WORK REQUIRED - Give back the line where "on the grazing" appears and all the lines after it until the listing ends, unchanged and with nothing else.

-- SUPPLIED ENTRIES start --

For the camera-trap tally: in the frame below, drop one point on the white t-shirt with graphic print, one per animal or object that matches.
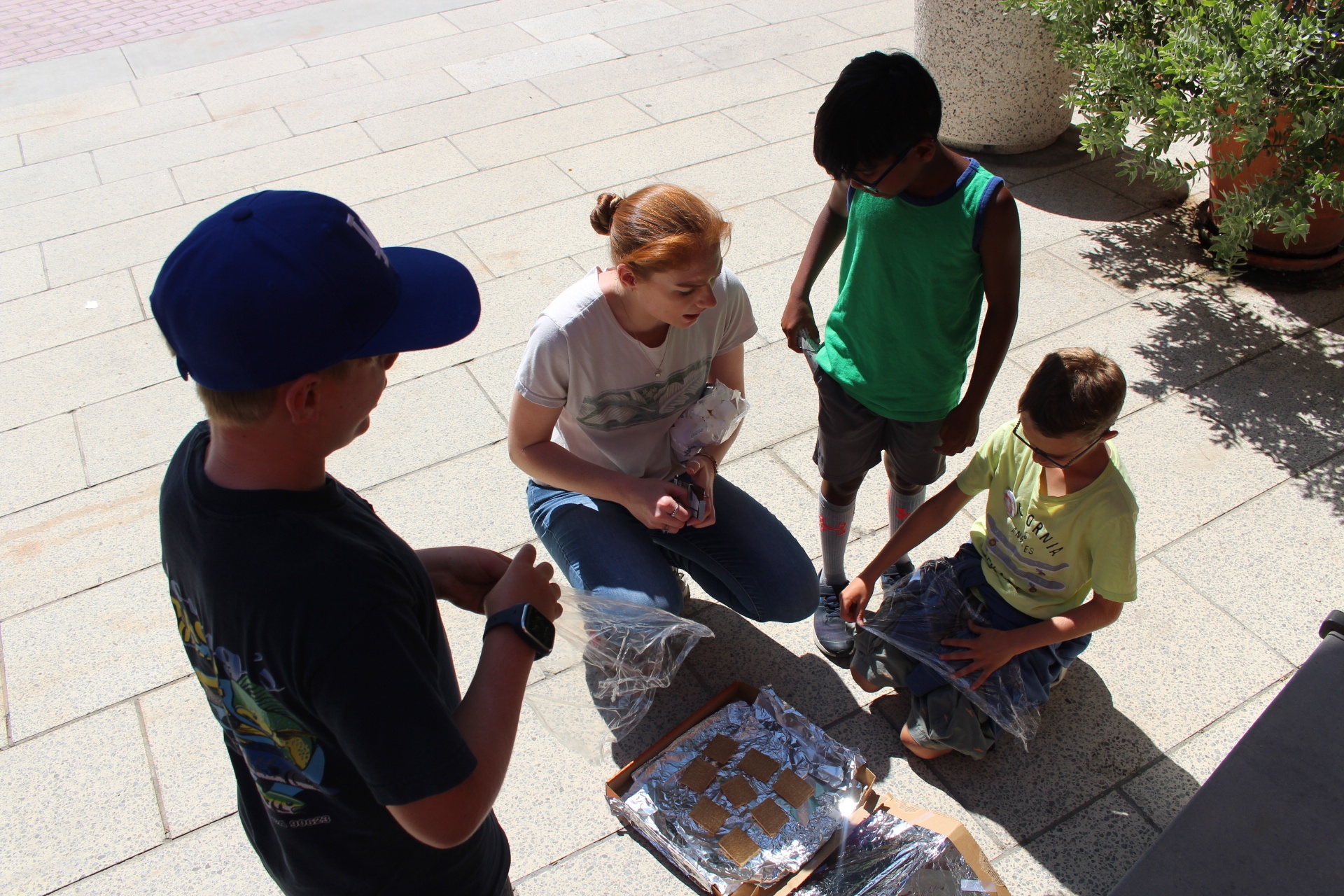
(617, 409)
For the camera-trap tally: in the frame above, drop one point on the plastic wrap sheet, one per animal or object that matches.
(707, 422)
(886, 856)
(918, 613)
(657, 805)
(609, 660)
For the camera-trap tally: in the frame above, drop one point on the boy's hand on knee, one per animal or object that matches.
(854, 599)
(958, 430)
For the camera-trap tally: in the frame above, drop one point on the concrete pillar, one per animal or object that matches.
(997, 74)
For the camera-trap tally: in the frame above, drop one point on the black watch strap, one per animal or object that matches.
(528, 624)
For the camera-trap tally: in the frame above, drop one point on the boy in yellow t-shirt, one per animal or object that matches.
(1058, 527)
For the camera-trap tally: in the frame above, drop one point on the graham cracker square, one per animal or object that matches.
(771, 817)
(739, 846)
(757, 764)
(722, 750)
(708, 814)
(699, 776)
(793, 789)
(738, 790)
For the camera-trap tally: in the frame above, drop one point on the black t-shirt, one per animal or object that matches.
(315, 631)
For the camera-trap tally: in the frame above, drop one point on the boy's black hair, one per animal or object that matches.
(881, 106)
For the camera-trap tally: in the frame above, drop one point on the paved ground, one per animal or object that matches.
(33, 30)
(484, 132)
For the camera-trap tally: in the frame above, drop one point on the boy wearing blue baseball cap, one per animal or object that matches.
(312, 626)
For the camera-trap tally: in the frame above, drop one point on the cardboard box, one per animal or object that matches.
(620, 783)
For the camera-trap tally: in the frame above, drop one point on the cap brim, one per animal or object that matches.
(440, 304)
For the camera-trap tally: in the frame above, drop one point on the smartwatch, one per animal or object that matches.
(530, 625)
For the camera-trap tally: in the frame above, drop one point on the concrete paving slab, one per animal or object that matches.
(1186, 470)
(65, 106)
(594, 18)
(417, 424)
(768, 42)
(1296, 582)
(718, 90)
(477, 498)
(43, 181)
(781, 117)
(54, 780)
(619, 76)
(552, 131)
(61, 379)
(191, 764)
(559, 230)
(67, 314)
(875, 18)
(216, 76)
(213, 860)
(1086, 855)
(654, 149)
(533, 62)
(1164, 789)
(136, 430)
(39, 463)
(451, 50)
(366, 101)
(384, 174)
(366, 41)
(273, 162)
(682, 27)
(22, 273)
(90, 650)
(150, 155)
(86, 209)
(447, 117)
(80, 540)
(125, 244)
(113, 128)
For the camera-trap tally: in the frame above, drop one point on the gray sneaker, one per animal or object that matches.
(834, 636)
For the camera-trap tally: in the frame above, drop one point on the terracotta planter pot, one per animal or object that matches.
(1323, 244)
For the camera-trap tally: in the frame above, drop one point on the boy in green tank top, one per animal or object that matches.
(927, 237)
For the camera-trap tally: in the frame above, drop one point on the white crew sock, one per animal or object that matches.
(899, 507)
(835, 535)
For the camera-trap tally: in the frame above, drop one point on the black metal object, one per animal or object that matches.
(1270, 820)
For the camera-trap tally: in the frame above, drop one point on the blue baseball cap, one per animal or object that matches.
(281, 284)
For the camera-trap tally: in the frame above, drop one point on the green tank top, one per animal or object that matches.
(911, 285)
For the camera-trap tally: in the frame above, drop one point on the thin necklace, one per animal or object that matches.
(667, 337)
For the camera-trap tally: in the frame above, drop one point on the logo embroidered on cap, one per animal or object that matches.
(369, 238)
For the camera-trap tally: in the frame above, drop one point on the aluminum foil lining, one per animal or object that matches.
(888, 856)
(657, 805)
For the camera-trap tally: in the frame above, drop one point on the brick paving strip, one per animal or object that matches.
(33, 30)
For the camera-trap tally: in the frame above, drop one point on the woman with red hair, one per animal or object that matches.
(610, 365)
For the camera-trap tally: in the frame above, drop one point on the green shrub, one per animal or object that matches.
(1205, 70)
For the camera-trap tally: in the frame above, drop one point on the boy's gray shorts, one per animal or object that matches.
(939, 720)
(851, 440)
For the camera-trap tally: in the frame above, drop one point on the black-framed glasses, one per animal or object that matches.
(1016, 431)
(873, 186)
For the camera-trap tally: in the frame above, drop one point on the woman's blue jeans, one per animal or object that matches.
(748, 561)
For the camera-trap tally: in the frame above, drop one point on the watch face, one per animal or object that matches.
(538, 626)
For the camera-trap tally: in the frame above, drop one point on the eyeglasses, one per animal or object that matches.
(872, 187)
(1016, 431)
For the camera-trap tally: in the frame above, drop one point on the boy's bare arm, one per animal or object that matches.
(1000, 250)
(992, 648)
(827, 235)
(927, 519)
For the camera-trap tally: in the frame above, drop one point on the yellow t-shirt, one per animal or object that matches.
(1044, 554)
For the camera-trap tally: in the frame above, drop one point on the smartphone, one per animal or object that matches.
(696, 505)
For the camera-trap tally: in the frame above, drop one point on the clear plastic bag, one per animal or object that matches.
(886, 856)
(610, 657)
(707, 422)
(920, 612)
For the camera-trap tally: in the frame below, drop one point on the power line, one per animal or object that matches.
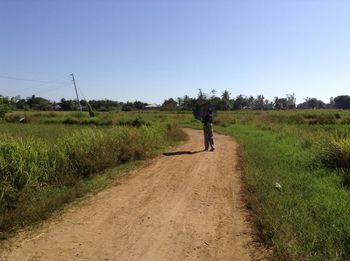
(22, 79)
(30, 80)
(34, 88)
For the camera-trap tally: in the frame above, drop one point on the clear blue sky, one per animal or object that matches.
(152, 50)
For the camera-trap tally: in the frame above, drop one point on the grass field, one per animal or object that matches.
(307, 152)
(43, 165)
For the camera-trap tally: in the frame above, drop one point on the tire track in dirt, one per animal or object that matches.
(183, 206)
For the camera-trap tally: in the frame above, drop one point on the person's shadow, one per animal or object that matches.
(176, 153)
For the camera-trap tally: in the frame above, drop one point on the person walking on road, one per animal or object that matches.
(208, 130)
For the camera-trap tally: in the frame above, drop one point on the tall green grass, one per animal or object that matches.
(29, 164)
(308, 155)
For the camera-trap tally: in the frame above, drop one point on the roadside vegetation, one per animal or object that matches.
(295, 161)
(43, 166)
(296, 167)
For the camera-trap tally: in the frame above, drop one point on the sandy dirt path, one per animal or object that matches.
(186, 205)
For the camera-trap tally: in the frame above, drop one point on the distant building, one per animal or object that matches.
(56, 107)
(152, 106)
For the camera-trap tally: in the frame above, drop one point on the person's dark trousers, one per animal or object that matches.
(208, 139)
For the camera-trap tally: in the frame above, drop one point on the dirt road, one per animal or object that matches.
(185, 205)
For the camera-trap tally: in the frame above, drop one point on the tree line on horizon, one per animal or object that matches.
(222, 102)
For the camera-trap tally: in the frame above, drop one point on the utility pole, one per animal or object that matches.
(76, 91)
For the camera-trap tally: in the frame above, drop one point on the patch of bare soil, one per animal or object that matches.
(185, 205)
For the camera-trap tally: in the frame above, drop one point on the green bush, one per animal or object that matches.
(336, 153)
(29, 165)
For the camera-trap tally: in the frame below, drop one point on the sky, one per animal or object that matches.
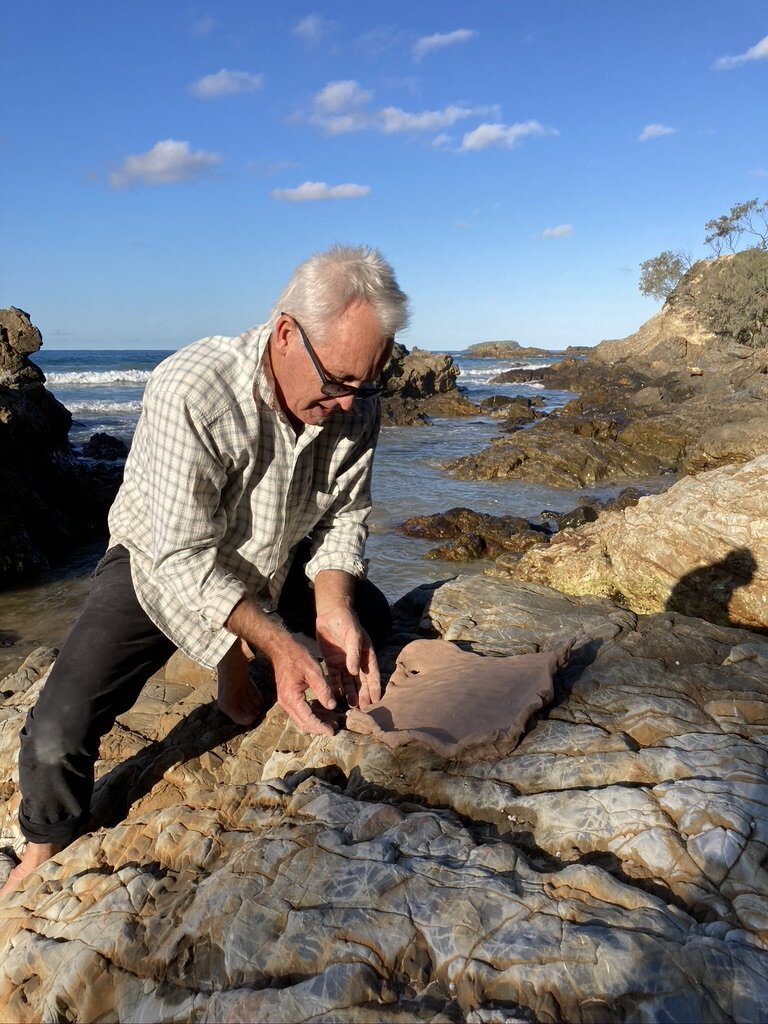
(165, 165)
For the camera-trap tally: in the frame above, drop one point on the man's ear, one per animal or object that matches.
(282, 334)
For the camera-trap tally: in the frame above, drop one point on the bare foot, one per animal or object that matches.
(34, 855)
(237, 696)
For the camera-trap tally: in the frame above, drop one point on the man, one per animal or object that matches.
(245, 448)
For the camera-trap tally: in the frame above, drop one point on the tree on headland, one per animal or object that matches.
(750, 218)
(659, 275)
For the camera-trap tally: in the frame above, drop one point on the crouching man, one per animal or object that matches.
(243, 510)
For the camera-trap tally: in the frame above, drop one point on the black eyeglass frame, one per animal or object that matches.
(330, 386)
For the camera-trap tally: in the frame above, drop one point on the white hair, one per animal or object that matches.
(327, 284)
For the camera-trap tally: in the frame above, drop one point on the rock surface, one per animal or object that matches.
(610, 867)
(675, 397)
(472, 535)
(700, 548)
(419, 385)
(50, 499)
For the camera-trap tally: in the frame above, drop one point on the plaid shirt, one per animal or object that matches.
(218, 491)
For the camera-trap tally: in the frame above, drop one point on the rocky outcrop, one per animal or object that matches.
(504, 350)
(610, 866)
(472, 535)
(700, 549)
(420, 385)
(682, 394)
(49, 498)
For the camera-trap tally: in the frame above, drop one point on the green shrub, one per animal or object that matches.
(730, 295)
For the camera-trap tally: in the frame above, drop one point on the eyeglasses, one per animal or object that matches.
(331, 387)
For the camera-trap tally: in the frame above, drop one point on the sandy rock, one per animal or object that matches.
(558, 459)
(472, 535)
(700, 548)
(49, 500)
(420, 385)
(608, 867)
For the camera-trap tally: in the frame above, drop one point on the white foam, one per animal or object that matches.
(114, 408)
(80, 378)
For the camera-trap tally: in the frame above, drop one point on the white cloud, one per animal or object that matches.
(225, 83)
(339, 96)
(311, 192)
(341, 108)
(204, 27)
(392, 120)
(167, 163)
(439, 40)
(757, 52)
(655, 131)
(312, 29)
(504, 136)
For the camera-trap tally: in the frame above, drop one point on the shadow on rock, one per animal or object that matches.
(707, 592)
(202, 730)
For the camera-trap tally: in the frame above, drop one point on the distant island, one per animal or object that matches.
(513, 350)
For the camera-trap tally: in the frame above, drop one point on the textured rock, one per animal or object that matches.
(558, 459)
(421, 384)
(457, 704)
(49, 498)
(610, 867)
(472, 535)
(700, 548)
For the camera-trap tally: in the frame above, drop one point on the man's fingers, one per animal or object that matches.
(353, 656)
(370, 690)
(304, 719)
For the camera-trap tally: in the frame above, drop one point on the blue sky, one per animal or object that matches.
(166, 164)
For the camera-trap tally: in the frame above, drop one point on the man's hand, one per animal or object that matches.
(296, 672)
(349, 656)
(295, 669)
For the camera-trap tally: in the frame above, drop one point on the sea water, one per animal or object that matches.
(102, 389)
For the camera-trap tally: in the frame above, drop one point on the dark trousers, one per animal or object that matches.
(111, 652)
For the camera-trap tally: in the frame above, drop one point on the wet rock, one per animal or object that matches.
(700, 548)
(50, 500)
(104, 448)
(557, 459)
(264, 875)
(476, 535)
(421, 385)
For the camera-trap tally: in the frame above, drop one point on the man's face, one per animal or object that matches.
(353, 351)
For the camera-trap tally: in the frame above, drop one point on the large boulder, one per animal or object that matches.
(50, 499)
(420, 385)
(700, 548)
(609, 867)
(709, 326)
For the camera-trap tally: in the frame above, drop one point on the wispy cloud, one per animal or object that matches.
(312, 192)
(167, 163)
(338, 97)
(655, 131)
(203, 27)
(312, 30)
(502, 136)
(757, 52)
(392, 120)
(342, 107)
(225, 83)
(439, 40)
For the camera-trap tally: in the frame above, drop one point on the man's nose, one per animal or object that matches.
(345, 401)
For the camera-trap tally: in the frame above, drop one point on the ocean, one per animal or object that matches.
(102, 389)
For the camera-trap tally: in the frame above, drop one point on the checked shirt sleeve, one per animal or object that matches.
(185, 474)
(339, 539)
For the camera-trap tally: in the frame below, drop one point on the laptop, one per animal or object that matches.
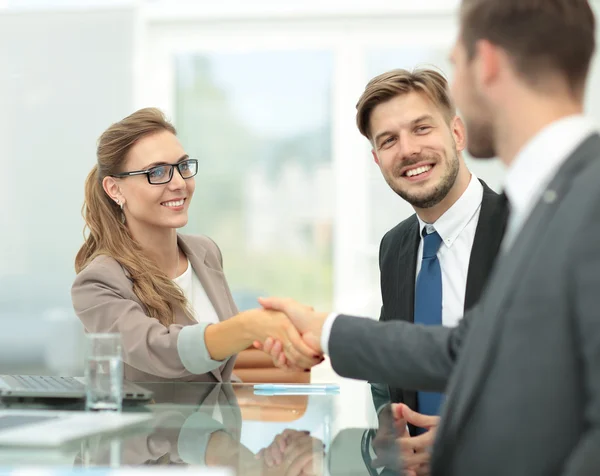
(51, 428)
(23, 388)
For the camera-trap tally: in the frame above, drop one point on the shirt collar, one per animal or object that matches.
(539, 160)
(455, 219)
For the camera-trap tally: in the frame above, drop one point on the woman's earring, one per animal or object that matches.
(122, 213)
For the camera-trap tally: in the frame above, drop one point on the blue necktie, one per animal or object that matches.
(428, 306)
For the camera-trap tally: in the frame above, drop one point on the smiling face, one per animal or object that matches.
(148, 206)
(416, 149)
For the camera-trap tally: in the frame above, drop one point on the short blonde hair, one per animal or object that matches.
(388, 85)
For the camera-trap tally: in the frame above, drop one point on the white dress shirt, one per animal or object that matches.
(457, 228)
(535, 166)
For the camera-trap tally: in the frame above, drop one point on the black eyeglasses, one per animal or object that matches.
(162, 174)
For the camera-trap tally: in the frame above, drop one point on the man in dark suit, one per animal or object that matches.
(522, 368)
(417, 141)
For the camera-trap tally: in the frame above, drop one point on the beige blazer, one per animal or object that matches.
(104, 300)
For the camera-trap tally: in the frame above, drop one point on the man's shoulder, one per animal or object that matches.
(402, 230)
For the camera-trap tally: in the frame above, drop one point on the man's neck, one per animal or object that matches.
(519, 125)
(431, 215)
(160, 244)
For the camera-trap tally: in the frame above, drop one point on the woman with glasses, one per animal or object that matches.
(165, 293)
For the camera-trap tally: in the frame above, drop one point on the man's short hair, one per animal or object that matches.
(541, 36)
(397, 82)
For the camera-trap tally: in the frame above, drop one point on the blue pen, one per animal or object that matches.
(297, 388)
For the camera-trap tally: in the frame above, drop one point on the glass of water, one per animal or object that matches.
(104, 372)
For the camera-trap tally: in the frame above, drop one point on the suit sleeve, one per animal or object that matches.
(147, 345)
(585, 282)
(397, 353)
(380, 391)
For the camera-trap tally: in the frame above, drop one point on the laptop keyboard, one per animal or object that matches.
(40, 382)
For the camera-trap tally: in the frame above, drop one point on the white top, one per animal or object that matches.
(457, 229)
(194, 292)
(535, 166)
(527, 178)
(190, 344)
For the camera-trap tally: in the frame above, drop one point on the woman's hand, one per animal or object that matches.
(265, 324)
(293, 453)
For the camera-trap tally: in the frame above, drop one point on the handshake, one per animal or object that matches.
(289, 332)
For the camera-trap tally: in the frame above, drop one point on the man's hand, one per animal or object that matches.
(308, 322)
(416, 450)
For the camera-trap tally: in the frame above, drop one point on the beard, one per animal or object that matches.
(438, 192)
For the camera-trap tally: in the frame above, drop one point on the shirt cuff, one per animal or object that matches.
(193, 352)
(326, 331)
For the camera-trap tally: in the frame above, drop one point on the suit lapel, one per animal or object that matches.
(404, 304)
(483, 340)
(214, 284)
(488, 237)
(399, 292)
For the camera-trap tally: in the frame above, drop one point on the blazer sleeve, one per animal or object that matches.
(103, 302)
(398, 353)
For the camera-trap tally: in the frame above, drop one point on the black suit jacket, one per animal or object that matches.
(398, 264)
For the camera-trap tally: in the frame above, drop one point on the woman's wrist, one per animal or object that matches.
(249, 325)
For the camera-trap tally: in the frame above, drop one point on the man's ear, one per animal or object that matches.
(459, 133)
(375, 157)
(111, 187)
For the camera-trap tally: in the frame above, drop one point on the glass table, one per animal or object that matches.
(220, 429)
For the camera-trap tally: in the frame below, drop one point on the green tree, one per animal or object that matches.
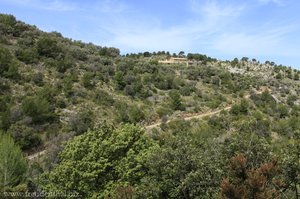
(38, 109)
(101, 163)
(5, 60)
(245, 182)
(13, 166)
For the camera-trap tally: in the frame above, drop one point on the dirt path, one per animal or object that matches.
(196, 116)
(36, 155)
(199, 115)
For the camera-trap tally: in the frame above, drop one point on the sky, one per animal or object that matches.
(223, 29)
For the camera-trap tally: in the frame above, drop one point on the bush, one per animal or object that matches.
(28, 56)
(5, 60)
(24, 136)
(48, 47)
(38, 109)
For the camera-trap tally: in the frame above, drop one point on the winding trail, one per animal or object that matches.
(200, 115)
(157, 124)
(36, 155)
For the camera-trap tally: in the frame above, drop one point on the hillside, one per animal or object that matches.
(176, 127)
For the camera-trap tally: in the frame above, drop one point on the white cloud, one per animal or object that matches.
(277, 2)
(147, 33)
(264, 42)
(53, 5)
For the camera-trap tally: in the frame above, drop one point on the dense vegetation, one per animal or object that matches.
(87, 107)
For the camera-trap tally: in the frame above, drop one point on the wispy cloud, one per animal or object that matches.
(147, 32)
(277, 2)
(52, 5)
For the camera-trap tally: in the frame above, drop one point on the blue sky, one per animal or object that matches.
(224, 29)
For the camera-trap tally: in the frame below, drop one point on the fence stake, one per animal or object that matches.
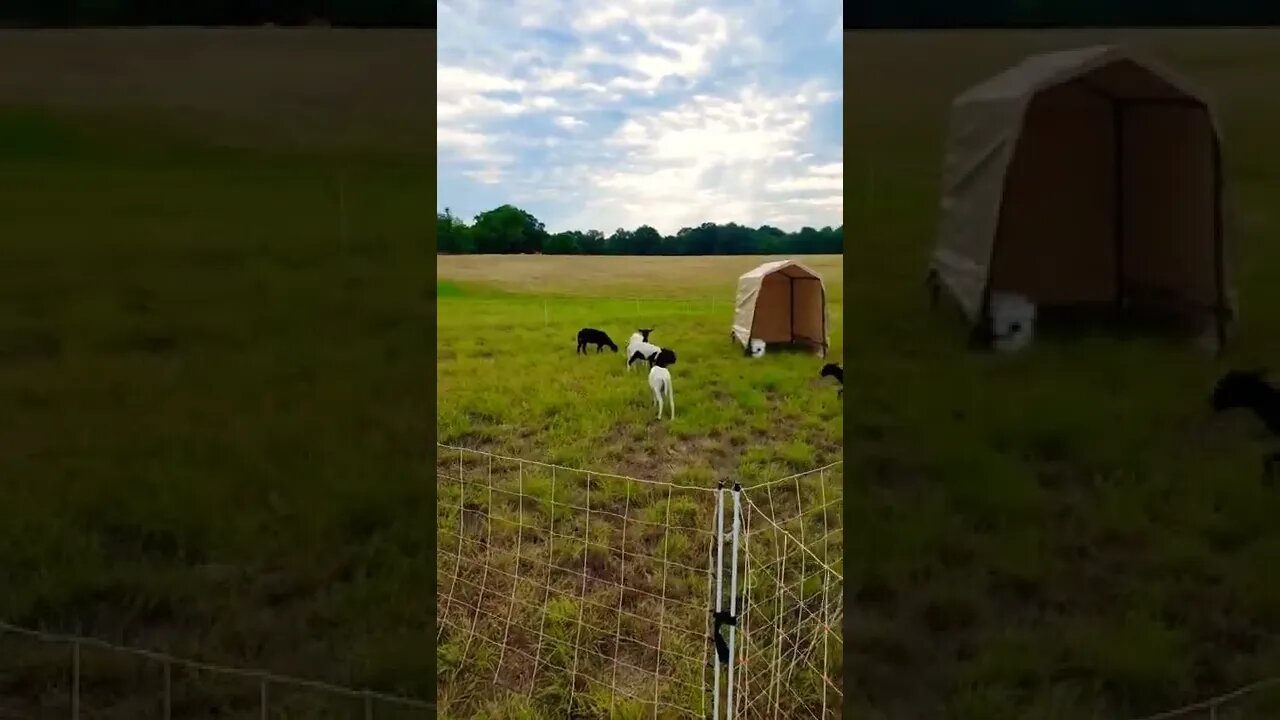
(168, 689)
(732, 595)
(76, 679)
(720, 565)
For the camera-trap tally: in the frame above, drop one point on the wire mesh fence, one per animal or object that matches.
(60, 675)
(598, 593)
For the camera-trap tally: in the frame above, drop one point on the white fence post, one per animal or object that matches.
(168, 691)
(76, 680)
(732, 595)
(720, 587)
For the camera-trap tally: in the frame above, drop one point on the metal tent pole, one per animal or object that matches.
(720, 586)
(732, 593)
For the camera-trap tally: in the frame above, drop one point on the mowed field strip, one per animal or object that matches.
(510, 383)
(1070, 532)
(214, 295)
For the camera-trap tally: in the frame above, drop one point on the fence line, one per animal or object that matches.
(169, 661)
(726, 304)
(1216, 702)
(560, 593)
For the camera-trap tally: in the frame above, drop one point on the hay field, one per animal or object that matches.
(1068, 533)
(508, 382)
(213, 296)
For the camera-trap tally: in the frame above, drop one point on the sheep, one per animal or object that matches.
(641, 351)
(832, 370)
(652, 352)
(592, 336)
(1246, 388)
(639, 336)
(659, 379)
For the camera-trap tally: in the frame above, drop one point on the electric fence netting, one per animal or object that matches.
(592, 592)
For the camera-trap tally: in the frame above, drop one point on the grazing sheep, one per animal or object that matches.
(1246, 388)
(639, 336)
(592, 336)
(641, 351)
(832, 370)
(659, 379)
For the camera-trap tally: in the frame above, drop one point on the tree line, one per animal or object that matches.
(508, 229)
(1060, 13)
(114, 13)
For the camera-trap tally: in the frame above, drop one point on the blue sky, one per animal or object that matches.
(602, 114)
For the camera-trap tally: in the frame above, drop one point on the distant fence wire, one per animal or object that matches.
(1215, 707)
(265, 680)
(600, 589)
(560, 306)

-- SUPPLIED ENTRIES end --

SOLUTION FOR THIS TASK -
For the camera-trap tally: in the frame above, drop one point on the grazing sheep, one per animal or object that matches.
(1246, 388)
(639, 336)
(592, 336)
(641, 351)
(832, 370)
(659, 379)
For the camera-trap tally: in the frame above, drop one point on the tree line, one per animal or object that matches.
(508, 229)
(1060, 13)
(114, 13)
For the camera-trap tally: in the frame above, drop one point on the blue sky, one per animal or object that matches.
(602, 114)
For the camera-trap tally: in the frame above, drop one point on the distant fence wire, one per animal or object that matches.
(1215, 707)
(265, 680)
(600, 589)
(560, 306)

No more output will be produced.